Input records:
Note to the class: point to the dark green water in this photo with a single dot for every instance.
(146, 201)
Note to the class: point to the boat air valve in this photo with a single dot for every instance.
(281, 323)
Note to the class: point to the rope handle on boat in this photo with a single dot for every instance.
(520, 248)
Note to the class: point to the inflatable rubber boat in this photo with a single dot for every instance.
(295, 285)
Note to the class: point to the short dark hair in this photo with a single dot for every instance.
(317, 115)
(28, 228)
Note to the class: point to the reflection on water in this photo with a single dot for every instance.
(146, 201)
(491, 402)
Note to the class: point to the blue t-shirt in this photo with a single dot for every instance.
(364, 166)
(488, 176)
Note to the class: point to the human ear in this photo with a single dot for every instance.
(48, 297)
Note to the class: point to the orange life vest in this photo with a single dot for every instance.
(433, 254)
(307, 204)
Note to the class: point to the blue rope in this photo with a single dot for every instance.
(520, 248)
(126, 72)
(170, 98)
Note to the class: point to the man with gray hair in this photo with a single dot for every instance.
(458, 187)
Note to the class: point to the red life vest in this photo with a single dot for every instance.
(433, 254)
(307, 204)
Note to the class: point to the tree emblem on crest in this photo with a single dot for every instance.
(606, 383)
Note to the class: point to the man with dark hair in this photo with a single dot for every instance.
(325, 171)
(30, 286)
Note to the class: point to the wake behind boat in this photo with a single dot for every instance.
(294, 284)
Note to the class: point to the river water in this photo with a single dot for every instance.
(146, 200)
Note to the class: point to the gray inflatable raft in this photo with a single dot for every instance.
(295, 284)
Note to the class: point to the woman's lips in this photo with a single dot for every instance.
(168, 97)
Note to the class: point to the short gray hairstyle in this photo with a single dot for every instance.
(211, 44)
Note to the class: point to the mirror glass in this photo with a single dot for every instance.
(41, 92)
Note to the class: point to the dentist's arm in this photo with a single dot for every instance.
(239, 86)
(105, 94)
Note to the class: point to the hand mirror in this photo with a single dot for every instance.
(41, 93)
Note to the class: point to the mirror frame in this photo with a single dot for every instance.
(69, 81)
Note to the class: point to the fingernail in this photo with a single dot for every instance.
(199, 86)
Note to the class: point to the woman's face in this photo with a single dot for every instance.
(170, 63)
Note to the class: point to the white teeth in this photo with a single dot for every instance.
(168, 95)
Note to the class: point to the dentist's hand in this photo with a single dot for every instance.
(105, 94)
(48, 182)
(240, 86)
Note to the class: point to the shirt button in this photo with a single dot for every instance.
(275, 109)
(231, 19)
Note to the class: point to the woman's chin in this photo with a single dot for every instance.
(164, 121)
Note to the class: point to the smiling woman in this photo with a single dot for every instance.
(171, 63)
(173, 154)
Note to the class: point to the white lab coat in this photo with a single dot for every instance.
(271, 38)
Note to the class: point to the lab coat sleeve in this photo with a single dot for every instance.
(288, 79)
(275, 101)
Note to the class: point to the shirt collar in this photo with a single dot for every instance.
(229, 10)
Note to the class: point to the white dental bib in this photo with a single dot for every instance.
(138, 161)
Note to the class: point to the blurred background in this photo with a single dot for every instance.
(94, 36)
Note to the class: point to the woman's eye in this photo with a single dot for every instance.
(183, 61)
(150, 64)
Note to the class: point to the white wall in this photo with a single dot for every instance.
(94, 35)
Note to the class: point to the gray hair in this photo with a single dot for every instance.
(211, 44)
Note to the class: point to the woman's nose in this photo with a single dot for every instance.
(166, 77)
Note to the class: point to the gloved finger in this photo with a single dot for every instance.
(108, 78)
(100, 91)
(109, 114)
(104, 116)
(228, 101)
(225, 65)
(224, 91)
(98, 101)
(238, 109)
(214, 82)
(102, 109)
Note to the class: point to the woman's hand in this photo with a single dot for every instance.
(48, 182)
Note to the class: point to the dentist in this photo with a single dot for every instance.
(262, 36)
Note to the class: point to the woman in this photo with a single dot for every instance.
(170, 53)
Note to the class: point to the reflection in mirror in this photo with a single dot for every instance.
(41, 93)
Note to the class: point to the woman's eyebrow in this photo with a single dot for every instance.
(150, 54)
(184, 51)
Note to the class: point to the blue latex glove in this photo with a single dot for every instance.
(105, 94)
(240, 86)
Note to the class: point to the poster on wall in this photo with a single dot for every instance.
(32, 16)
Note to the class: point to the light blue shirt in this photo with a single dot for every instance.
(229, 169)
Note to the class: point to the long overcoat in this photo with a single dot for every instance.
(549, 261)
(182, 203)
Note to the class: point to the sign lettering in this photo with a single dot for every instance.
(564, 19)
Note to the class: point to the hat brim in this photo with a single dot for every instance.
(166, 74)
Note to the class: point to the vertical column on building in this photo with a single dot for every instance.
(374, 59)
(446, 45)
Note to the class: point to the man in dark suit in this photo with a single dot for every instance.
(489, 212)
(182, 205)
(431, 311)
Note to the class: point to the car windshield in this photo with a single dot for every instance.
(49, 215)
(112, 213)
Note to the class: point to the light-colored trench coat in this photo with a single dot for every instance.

Short exercise:
Reproduce all of the data above word for word.

The answer:
Note to the class: point to the dark green water in this photo with a single dot for every instance.
(146, 201)
Note to the class: point to the boat air valve in this photo with a single dot for every instance.
(281, 323)
Note to the class: point to the rope handle on boat in this photo with a single dot for every instance.
(520, 248)
Note to the class: point to the inflatable rubber boat in this photo with a single dot for every instance.
(295, 285)
Note to the class: point to the short dark hair in this photo with a single dot for every instance.
(317, 115)
(28, 228)
Note to the class: point to the reflection on water in this photo with a single dot for every instance.
(146, 201)
(491, 402)
Note to the class: point to the blue t-shirt in this photo with a single dot for every instance.
(364, 166)
(488, 176)
Note to the class: point to the human ear in this photo with a single dot for every instance.
(48, 297)
Note to the class: point to the orange life vest in this photo with a single dot for every instance.
(433, 254)
(307, 204)
Note to the class: point to the blue rope in this photo with a single dot for every instance.
(520, 248)
(126, 72)
(170, 98)
Note to the class: point to the man with gray hair in this photo with a single dot for every instance.
(458, 187)
Note to the class: point to the red life vest in this photo with a single dot for every instance.
(433, 254)
(307, 204)
Note to the class: point to the tree emblem on crest in this photo with a single dot for every instance.
(606, 383)
Note to the class: point to the man with dark hair in this photo with a single dot for every instance.
(325, 171)
(30, 286)
Note to the class: point to the wake behind boat in this photo with a single dot for every instance.
(294, 284)
Note to the class: point to the river water in this photo with a single dot for every instance.
(146, 200)
Note to the class: point to the gray inflatable raft in this photo with a single dot for every instance.
(295, 284)
Note to the class: point to the woman's lips in this photo with a single dot for every instance.
(168, 97)
Note to the class: point to the short gray hairstyle in this photo with a single dot for every instance.
(211, 44)
Note to the class: point to the mirror glass in this photo with a single dot for every instance.
(41, 92)
Note to the class: point to the dentist's arm in this photo with a single dot for every instance.
(239, 86)
(105, 94)
Note to the class: point to the hand mirror in this photo with a single dot for every instance.
(41, 93)
Note to the class: point to the mirror frame in this photo with a single dot for every instance.
(69, 81)
Note to the class: point to the fingernail in this photo with a single dot for every instance.
(199, 86)
Note to the class: point to the woman's face in this photo with a single dot for every instance.
(170, 63)
Note to the class: point to the white teeth in this photo with a single dot for every instance.
(168, 95)
Note to the class: point to the dentist's hand in this photo with a single dot for every instance.
(105, 94)
(48, 182)
(240, 86)
Note to the class: point to the shirt button in this photo with a single dot for every instance.
(275, 109)
(231, 19)
Note to the class: point to the woman's chin in this photo with a single dot for every instance.
(164, 121)
Note to the class: point to the smiling woman in this photo with a single dot for every instance.
(171, 63)
(173, 154)
Note to the class: point to the white lab coat in this photo with a single dot for every instance.
(271, 38)
Note to the class: point to the lab coat sleeve in this photo with a single dot for every instance.
(288, 79)
(275, 101)
Note to the class: point to the shirt collar in this photo with a single dot for every instance.
(229, 10)
Note to the class: point to the white dental bib in this photo with a single dot for every instance.
(138, 161)
Note to the class: point to the blurred background in this photo with a single dot for every instance.
(94, 36)
Note to the class: point to the woman's eye in this photo with a single dot for every instance.
(183, 61)
(150, 64)
Note to the class: point to the white wall in this photo with a single dot for every instance.
(94, 35)
Note to the class: point to the gray hair in this photo with a single dot for every instance.
(211, 44)
Note to the class: point to the woman's nose in this photo with a single dot for every instance.
(166, 77)
Note to the class: point to the gloved finger in this photo with a single dot for every instance.
(108, 78)
(100, 91)
(109, 114)
(104, 116)
(228, 101)
(225, 65)
(224, 91)
(98, 101)
(238, 109)
(214, 82)
(102, 109)
Note to the class: point to the woman's hand in this photo with a single dot for every instance.
(48, 182)
Note to the class: point to the dentist in this photo with a single dot for every instance.
(262, 36)
Note to the class: point to the woman in this photo with a single dot for every instance.
(170, 53)
Note to the class: point to the reflection in mirror in this photo with a single dot for every instance.
(41, 93)
Note to the class: point to the woman's eyebrow in this photo with a single dot for every instance.
(150, 54)
(184, 51)
Note to the class: point to the blue latex glove in this photo with a single dot for every instance.
(105, 94)
(240, 86)
Note to the class: point to the poster on wall in this photo with a single dot for every instance.
(32, 16)
Note to the class: point to the light blue shirt in this photo with a single dot for every instance.
(229, 169)
Note to the class: point to the long overcoat in this photo with a single dot for every instance.
(549, 261)
(182, 203)
Note to the class: point to the sign lettering in this photo with a single dot for every instance.
(564, 19)
Note to the class: point to the hat brim in this photo with a single dot for every instance.
(166, 74)
Note to the class: point to the vertical column on building in this photo with a single dot for every instance.
(374, 59)
(446, 45)
Note to the class: point to the man in dark suit in this photo with a single dot for every instance.
(489, 212)
(182, 205)
(431, 311)
Note to the class: point to the car windshield in this photo with a single dot for every instance.
(49, 215)
(112, 213)
Note to the class: point to the light-colored trench coat in this photo with a single dot for every instance.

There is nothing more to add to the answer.